> **SUPPLIED TEXT**:
= = = = = = =
Episcopal City Mission Blog

Monday, December 7, 2009

The poor in the Bible

As went enter the Advent season, a time known for charitable giving and reaching out to the poor, ECM's Executive Director, Dr. Ruy Costa, has prepared the following thoughts, a reflection on how the Bible addresses the poor, our call to help those in need and the work to eradicate poverty:


In the gospel according to Saint Matthews, chapter 26, verse 11, Jesus said: "… you always have the poor with you." If there is a text of Scripture pregnant with unintended surplus of meaning, this is it. "Surplus of meaning" refers to meaning generated by a text which goes beyond the original intention of the text and often undermines it. So, Mt.26.11 has been quoted to argue that Christians should not waste time working for social and economic justice, or that social and economic justice should not imply the elimination of poverty. It is almost as if one needs to make sure that poverty is never eliminated so that the words of the Gospel are not proven wrong -- a perverse effort to make sure that it is a self-fulfilling prophecy -- as if the credibility of Jesus would depend upon the perpetuation of poverty in the world and might be undermined by its elimination.


Another assumption that colors much of the debate over poverty is a certain work ethic that attributes prosperity to hard work and poverty to laziness. This is the teaching found in the "Wisdom literature," for example.(1) Other texts are even more radical, attributing poverty to God's punishment and wealth to God's blessing.(2) A major complication however, in researching Scriptures for insight on poverty, is that often the poor is seen as the object of God's special favor and poverty may be seen as a virtue while wealth is scorned as wickedness.(3)These various themes merge with each other, split from one another and weave a complex web of meanings in the writings of the prophets, the books of the law, the wisdom literature, in the poetry and hymnody of the Hebrew Scriptures as well as in the Gospels.
= = = = = = =
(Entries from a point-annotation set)
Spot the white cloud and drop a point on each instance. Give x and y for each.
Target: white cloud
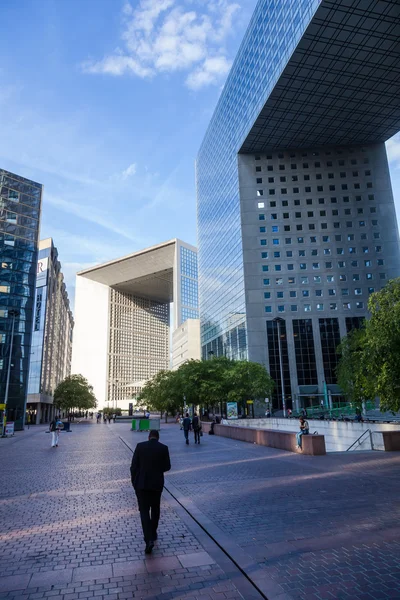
(131, 170)
(393, 150)
(161, 36)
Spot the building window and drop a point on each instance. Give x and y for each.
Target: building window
(304, 350)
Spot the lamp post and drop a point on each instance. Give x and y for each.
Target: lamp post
(13, 314)
(279, 322)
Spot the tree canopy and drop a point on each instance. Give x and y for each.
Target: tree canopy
(74, 392)
(207, 382)
(369, 366)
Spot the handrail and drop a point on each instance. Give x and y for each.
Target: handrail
(358, 439)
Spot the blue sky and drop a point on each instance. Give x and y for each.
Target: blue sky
(106, 102)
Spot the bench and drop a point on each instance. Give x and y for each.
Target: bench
(313, 445)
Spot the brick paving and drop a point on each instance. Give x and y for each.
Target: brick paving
(305, 528)
(71, 530)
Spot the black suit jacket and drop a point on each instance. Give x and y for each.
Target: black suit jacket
(149, 463)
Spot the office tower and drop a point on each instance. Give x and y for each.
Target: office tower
(20, 205)
(296, 218)
(122, 314)
(186, 343)
(51, 337)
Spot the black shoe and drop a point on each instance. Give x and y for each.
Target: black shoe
(149, 547)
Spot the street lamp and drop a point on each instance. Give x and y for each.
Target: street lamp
(279, 322)
(13, 314)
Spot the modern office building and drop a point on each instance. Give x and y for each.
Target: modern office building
(51, 337)
(20, 205)
(122, 314)
(296, 219)
(186, 343)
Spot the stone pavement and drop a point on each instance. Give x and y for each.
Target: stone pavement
(70, 528)
(304, 528)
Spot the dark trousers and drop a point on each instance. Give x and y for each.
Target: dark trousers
(149, 502)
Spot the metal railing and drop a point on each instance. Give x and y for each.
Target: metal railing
(358, 440)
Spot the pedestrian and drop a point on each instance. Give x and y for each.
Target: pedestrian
(149, 463)
(187, 425)
(196, 428)
(55, 431)
(304, 430)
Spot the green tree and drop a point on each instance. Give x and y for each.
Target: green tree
(248, 381)
(74, 392)
(351, 371)
(369, 366)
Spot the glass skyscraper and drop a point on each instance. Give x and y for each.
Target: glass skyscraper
(296, 216)
(20, 203)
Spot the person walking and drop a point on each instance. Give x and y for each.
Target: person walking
(187, 425)
(304, 430)
(149, 463)
(196, 428)
(55, 432)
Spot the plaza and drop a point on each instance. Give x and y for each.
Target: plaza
(238, 521)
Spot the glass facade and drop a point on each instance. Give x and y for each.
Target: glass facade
(274, 364)
(330, 339)
(20, 204)
(189, 305)
(305, 352)
(273, 34)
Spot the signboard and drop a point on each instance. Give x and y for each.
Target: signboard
(9, 428)
(231, 410)
(41, 273)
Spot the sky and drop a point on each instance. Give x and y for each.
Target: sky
(106, 102)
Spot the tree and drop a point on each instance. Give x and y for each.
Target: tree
(369, 366)
(351, 372)
(74, 392)
(248, 381)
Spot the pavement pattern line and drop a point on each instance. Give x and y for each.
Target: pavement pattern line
(230, 550)
(89, 545)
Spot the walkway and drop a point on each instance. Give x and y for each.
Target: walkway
(300, 528)
(70, 528)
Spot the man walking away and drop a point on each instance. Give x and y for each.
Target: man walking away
(304, 430)
(54, 429)
(187, 423)
(196, 428)
(149, 463)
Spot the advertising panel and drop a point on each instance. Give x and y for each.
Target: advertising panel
(231, 410)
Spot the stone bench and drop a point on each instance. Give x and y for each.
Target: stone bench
(284, 440)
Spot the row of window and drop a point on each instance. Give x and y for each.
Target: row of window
(316, 265)
(313, 239)
(318, 293)
(322, 213)
(368, 276)
(319, 306)
(327, 252)
(305, 280)
(320, 188)
(317, 164)
(318, 177)
(309, 201)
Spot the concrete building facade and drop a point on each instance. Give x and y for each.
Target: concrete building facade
(296, 218)
(122, 312)
(186, 343)
(20, 209)
(51, 336)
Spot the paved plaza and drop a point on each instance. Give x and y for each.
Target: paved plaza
(238, 521)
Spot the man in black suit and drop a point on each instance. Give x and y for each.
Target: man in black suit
(149, 463)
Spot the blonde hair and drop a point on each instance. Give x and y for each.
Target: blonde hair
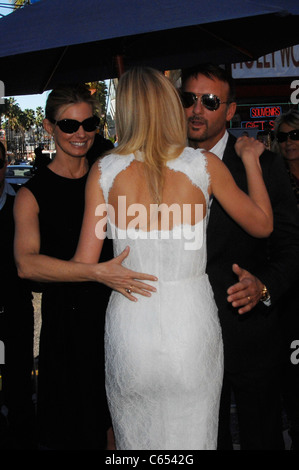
(150, 119)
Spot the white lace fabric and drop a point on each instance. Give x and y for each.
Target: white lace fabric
(164, 357)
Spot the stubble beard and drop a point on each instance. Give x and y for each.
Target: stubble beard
(196, 137)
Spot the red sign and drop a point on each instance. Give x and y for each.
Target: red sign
(262, 125)
(265, 111)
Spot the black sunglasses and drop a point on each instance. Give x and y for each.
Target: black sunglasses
(69, 126)
(208, 100)
(283, 136)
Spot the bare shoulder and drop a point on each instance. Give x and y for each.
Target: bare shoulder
(25, 200)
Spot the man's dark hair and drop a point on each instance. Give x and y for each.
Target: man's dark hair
(2, 151)
(210, 71)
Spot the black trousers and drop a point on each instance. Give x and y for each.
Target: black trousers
(258, 403)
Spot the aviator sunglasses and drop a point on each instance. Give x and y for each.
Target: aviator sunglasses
(69, 126)
(208, 100)
(283, 136)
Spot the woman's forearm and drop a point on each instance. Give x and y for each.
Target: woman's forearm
(42, 268)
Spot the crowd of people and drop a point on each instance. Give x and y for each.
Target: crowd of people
(145, 342)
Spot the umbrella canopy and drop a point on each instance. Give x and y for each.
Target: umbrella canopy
(54, 41)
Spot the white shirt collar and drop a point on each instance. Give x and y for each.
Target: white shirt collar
(219, 148)
(8, 189)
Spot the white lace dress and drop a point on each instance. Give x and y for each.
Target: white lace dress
(164, 354)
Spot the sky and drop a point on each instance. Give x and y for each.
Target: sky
(27, 101)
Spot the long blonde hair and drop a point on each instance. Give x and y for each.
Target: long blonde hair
(150, 119)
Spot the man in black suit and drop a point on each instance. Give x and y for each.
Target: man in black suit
(248, 275)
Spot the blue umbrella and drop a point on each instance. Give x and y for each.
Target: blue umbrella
(53, 41)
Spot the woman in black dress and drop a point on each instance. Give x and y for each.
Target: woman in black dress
(72, 408)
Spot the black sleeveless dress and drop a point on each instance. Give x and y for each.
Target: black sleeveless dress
(72, 407)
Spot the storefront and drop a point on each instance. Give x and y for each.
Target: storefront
(265, 88)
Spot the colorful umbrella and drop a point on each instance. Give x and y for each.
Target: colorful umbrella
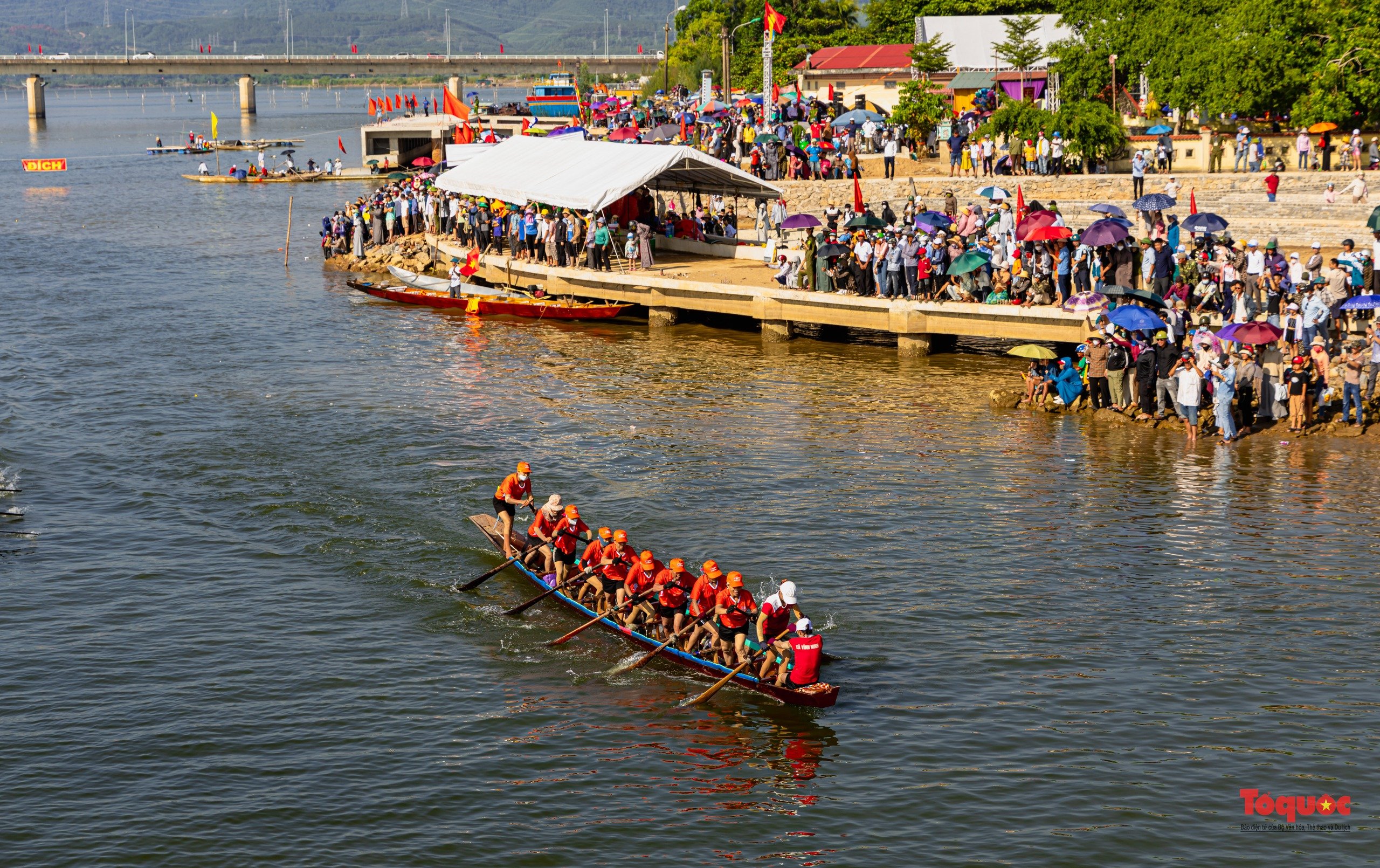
(1134, 318)
(967, 263)
(1082, 302)
(1107, 209)
(1204, 221)
(1154, 202)
(1033, 351)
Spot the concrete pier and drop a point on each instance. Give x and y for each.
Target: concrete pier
(33, 90)
(247, 95)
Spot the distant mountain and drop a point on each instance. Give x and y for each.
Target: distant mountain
(330, 26)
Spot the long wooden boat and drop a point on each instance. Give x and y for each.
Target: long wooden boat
(822, 699)
(294, 178)
(489, 305)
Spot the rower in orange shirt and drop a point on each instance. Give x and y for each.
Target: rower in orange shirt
(703, 597)
(673, 593)
(514, 492)
(566, 540)
(735, 606)
(540, 531)
(641, 577)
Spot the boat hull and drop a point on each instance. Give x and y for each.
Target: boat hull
(491, 307)
(791, 697)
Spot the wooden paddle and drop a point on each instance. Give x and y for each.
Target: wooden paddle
(728, 678)
(598, 618)
(522, 608)
(644, 660)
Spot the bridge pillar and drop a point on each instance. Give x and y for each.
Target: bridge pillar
(776, 332)
(247, 95)
(663, 316)
(33, 87)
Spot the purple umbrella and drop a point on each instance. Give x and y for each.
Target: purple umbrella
(1103, 232)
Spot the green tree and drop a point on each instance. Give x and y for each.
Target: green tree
(930, 56)
(920, 107)
(1091, 130)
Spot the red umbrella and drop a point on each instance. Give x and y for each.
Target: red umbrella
(1048, 233)
(1036, 220)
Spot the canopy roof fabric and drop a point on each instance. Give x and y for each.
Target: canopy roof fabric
(591, 176)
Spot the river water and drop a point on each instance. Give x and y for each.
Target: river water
(233, 639)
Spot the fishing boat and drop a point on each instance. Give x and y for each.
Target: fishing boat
(555, 97)
(823, 697)
(493, 305)
(293, 178)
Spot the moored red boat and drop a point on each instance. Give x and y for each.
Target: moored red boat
(511, 305)
(823, 697)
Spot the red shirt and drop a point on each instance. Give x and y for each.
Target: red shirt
(568, 534)
(704, 594)
(639, 578)
(805, 669)
(674, 587)
(733, 617)
(541, 526)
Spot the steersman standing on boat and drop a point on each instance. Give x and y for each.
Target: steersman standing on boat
(514, 493)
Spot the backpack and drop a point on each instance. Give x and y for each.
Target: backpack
(1117, 358)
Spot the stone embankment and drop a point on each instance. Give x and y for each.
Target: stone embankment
(1011, 399)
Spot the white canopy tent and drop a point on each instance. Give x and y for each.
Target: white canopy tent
(592, 176)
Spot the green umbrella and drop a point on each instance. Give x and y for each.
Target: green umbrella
(866, 220)
(970, 261)
(1033, 351)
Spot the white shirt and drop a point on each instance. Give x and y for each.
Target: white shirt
(1190, 387)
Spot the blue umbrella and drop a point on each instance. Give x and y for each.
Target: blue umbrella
(1134, 318)
(1204, 221)
(1154, 202)
(1103, 232)
(1107, 209)
(1361, 302)
(856, 116)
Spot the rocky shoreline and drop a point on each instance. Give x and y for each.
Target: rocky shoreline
(1334, 427)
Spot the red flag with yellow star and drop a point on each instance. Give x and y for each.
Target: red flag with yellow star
(772, 20)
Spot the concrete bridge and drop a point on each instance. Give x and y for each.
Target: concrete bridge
(36, 67)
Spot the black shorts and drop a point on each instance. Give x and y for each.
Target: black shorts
(726, 632)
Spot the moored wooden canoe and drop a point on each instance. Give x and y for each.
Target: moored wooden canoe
(823, 699)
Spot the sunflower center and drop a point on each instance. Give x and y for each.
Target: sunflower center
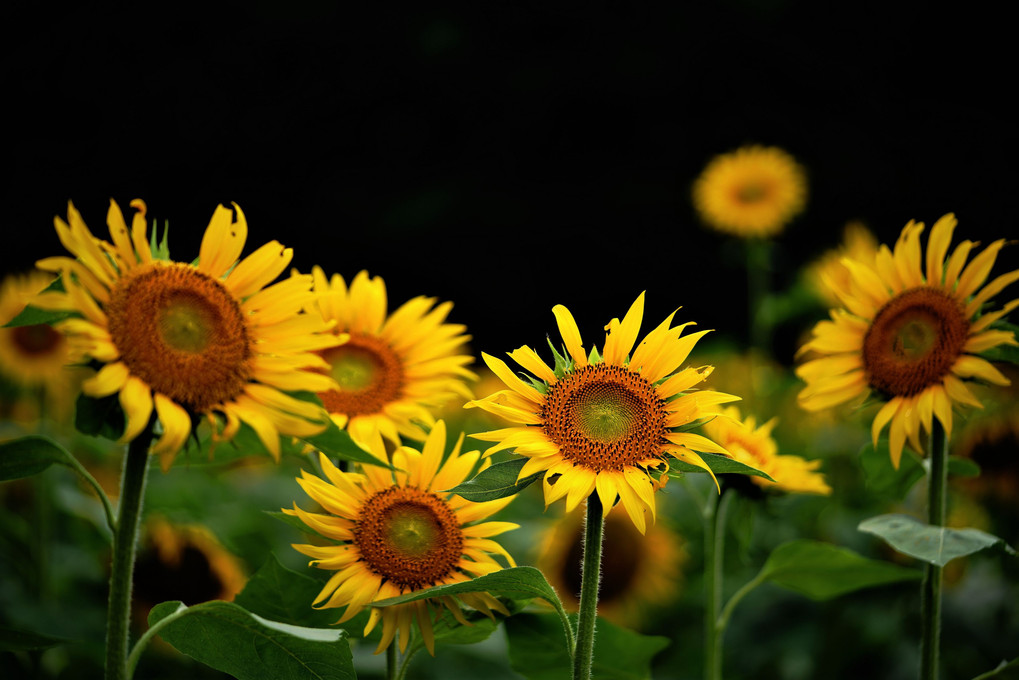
= = = = = = =
> **SHORT PROBLEM**:
Summarize the blog post on the poor in the Bible in two sentences. This listing comes from a different source than the blog post.

> **FINAL RESULT**:
The post shares a reflection by ECM's Executive Director, Dr. Ruy Costa, on how the Bible treats the poor, noting that Jesus's words in Matthew 26:11, "you always have the poor with you," have been quoted to argue that Christians should not spend time working for social and economic justice. It also explains that some texts link poverty to laziness or God's punishment and others treat the poor as specially favored by God, and that these themes weave a complex web of meanings across the Hebrew Scriptures and the Gospels.